Work instructions:
Once the line with "In this exercise you will locate the baseboard" is found in the entries below, repeat that line and every one after it exactly, ending at the last.

Records from a dataset:
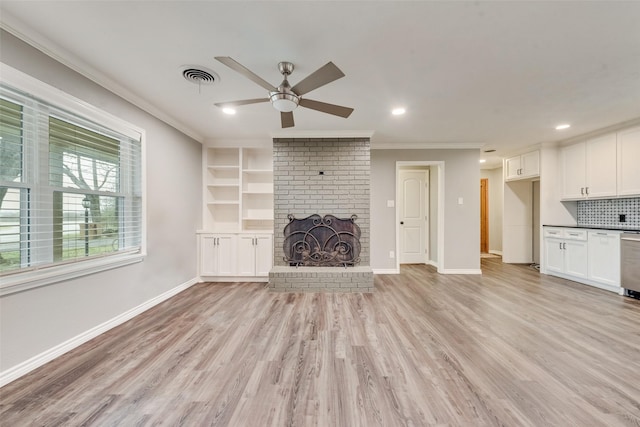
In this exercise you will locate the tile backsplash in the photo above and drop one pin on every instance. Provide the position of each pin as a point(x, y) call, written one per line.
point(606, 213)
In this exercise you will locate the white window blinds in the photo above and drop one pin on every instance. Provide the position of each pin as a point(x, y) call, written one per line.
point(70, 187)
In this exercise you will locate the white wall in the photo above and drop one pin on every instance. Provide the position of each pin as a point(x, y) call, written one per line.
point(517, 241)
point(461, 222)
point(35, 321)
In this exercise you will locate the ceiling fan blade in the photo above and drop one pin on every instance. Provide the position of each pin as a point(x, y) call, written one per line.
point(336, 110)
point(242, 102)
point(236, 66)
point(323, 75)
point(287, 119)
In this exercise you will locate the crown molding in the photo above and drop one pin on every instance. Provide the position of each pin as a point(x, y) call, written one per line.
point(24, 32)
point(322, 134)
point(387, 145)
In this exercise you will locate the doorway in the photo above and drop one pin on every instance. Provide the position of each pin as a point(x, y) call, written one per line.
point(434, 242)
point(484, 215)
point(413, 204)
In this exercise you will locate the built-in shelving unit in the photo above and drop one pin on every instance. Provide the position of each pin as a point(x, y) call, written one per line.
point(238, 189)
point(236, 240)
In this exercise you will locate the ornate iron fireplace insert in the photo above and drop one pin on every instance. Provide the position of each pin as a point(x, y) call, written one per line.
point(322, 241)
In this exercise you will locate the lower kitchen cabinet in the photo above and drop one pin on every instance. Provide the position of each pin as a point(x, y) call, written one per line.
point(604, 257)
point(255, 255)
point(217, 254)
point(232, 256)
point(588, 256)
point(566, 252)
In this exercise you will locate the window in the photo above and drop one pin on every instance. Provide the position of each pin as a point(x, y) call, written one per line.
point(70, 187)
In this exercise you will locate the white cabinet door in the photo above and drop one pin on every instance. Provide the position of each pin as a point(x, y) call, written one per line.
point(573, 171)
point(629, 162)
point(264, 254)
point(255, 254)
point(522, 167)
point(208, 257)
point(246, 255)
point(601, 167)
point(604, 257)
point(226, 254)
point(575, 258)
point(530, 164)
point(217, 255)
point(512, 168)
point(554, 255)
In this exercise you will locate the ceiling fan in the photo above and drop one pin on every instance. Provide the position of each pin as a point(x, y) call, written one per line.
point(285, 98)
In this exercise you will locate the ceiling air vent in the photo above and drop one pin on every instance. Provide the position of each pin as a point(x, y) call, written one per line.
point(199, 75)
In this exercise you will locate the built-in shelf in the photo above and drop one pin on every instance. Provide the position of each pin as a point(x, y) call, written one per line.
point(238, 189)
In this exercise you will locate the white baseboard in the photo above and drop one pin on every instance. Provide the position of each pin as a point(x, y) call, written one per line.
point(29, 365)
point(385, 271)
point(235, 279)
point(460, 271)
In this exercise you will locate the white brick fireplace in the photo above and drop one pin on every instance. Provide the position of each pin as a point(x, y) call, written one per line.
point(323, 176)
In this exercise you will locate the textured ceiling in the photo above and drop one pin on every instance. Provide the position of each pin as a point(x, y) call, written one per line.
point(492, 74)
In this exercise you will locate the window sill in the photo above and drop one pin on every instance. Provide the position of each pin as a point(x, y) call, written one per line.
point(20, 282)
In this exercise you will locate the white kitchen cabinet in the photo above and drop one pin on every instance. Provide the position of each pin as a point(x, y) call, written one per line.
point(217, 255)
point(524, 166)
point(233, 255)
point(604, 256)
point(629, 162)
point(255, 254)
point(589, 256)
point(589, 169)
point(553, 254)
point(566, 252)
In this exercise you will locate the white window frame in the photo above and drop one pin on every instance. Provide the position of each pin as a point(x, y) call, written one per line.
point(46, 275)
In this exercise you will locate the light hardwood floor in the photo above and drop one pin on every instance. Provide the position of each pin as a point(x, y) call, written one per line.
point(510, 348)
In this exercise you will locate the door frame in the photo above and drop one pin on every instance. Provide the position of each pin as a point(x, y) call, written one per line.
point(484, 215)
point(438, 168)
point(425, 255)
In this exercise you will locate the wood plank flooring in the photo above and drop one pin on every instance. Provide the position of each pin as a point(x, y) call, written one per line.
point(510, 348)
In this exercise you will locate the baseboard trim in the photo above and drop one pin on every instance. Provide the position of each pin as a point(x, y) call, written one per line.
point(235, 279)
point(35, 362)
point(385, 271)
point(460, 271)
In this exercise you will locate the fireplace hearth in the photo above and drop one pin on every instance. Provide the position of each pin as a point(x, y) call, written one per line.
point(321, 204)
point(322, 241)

Your response:
In this exercise you will locate the baseboard trim in the photo above and drop one pin on every instance. Provide the position of each pin as a point(x, y) call, written one per line.
point(235, 279)
point(35, 362)
point(385, 271)
point(460, 271)
In this exercise you will locate the fireplace hearth in the photo above and drop one pin on every instance. Provide the position of each pin as a point(x, y) call, written one per line.
point(321, 204)
point(322, 241)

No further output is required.